_PROBLEM A_
Locate every line in the entries below that contains the word "unopened", matching its case exactly, and copy each such line.

_SOURCE DOCUMENT_

# Standard mileage or itemized tax?



## James Lee (Nov 10, 2015)

I am planning to drive select with my 2012 BMW 3-Series and was seeing which is better file tax as. I will be driving full time for now until my I settle back on my full time job which in a month. Can someone specifically list of things that I could use as tax deduction vs standard mileage.


----------



## UberTaxPro (Oct 3, 2014)

James Lee said:


> I am planning to drive select with my 2012 BMW 3-Series and was seeing which is better file tax as. I will be driving full time for now until my I settle back on my full time job which in a month. Can someone specifically list of things that I could use as tax deduction vs standard mileage.


It's all right here..... https://www.irs.gov/pub/irs-pdf/p463.pdf
check out page 16
just a hint.... standard mileage deduction is *almost* always better for Uber drivers.


----------



## RideshareTaxAdvisor (Nov 13, 2015)

If you want to use the standard mileage rate for a car you own, you *MUST* choose to use it in the FIRST YEAR the car is available for use in your business. Then in later years, you can choose to use either the standard mileage rate or actual expenses (itemize). My recommendation would be, if this is your first year, use the standard mileage but keep track of actual expenses so that at the end of the year you can compare what is more beneficial. Also, if you do itemization in the first year that your car is in service you cannot go back to using the standard mileage rate. Conversely if you use the standard mileage rate in your first year in later years you can flip back and forth depending what is going to give you the greater tax benefit.


----------

_PROBLEM B_
Reproduce the passage of the tax thread above, starting with "If you want" and going on through "greater tax benefit.", swapping "actual expenses" for "itemized costs" wherever it appears.

_INPUT ROWS_
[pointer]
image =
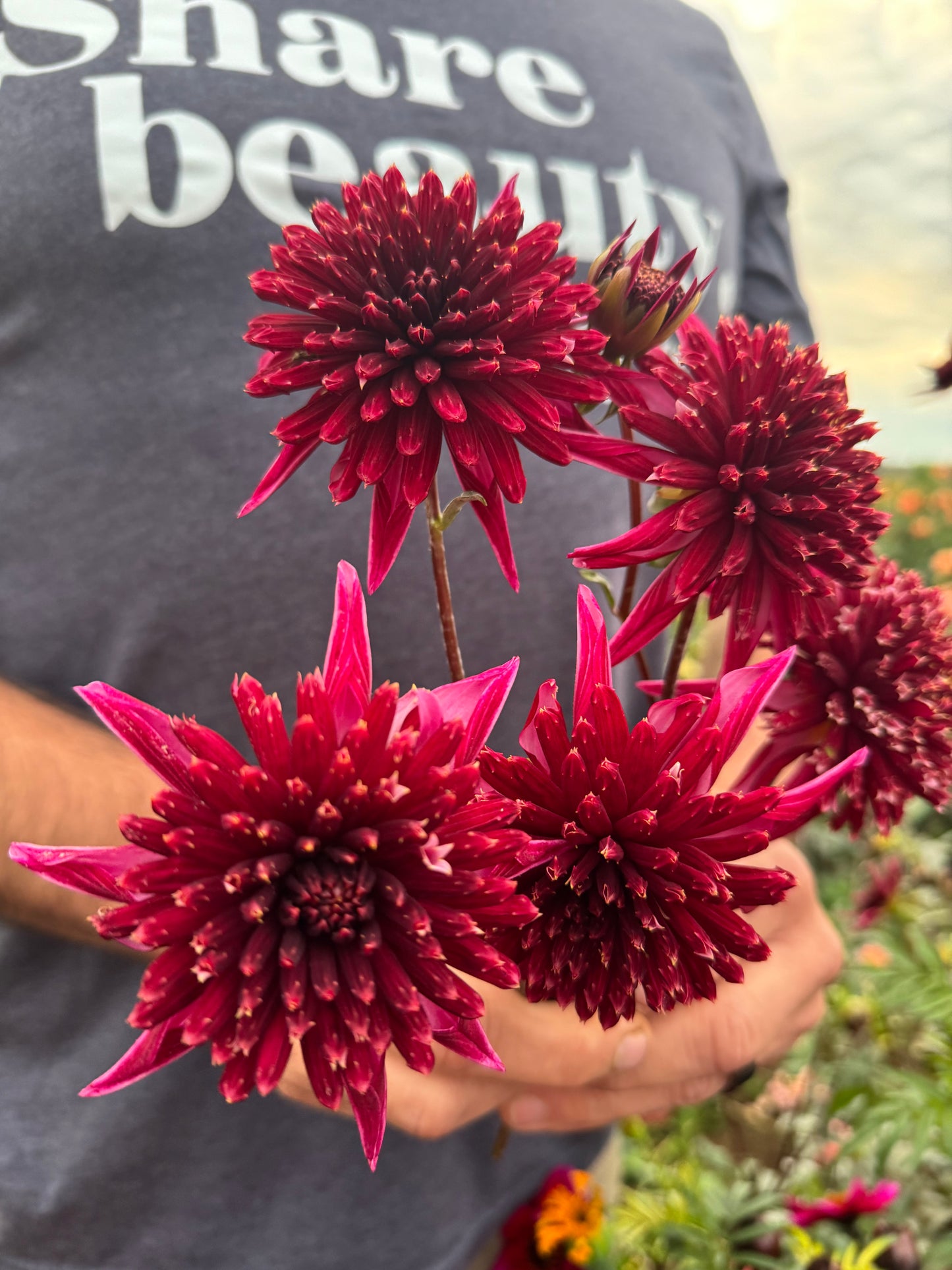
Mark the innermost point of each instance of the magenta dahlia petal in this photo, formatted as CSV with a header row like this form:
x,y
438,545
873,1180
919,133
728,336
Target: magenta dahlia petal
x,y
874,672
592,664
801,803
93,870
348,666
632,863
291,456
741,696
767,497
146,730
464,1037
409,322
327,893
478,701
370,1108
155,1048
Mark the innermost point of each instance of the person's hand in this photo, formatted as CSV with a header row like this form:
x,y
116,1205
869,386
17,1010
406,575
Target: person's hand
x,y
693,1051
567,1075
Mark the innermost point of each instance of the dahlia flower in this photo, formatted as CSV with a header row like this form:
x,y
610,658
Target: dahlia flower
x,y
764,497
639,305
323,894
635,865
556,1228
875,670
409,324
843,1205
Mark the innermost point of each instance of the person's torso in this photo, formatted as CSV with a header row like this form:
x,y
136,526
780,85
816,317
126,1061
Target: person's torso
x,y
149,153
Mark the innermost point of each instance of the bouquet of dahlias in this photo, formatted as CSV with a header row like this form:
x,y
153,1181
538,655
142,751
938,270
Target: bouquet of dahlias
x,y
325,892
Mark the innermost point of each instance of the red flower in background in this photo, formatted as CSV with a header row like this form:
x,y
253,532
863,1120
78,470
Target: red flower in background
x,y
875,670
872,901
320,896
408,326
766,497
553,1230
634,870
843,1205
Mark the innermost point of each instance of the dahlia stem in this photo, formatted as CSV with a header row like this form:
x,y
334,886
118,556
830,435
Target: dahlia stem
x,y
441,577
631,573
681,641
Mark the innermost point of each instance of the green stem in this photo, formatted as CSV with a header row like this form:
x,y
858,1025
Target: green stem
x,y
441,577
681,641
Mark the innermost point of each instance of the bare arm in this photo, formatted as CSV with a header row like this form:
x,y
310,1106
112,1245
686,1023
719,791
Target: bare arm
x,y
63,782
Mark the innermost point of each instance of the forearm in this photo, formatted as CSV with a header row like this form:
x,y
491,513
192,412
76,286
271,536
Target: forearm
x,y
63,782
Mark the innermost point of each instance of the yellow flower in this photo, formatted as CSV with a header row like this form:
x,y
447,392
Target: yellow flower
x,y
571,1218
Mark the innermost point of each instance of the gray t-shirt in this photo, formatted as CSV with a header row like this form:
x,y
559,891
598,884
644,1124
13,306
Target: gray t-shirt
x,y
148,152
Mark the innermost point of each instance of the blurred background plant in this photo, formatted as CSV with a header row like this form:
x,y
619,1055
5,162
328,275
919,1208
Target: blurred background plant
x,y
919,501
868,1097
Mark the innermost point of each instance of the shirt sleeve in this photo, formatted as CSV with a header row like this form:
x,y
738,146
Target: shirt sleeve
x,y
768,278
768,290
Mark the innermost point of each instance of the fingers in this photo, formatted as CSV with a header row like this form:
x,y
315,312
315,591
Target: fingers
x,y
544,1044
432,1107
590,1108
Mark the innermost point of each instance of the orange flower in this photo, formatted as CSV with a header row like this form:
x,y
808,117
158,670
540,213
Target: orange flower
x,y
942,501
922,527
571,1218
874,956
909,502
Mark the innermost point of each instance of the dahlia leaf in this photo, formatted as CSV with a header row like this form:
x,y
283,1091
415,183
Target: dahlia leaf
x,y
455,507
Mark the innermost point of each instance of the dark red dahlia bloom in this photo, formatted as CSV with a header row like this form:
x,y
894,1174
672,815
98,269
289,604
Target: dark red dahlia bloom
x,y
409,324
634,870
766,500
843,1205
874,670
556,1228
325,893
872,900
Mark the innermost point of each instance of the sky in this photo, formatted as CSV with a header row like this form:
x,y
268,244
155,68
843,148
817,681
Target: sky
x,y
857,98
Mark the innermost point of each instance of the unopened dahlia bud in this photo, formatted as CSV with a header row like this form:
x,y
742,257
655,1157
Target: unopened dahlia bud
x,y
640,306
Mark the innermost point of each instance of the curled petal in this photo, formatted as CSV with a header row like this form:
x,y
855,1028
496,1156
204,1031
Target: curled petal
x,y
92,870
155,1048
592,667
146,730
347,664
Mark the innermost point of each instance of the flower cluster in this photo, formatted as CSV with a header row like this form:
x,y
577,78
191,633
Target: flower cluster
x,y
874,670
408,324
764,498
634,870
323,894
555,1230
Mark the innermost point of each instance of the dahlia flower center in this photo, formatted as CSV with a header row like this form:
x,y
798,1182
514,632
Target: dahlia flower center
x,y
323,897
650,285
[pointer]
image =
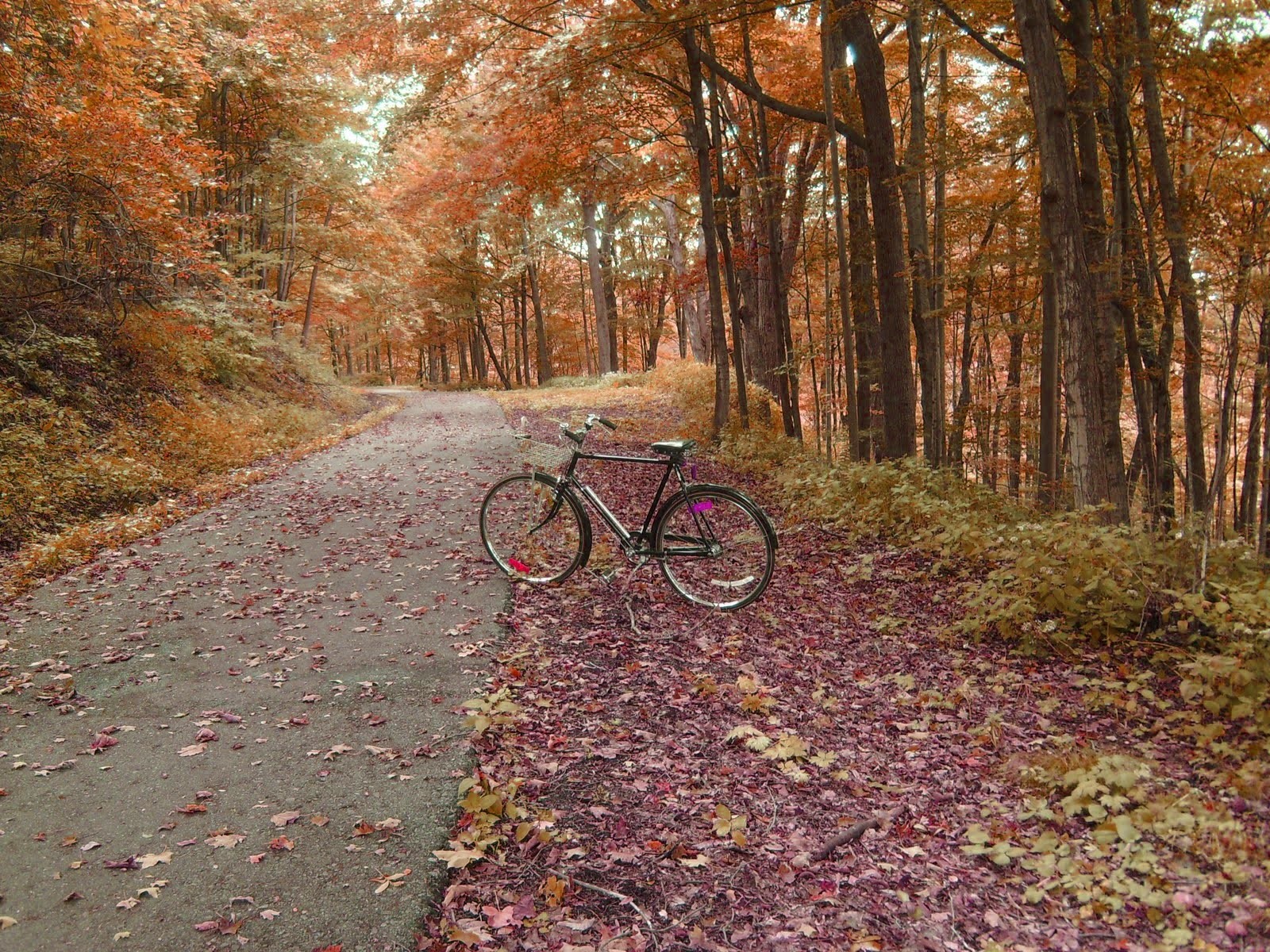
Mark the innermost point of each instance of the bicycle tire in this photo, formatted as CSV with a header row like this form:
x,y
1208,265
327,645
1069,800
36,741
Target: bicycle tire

_WORKED SOLUTION A_
Mark the innermost point of each instance of the unopened dahlia bud in this photo, formatted as CSV with a header row like this form:
Target: unopened dahlia bud

_WORKED SOLUTION B_
If you want to use the standard mileage rate for a car you own, you *MUST* choose to use it in the FIRST YEAR the car is available for use in your business. Then in later years, you can choose to use either the standard mileage rate or itemized costs (itemize). My recommendation would be, if this is your first year, use the standard mileage but keep track of itemized costs so that at the end of the year you can compare what is more beneficial. Also, if you do itemization in the first year that your car is in service you cannot go back to using the standard mileage rate. Conversely if you use the standard mileage rate in your first year in later years you can flip back and forth depending what is going to give you the greater tax benefit.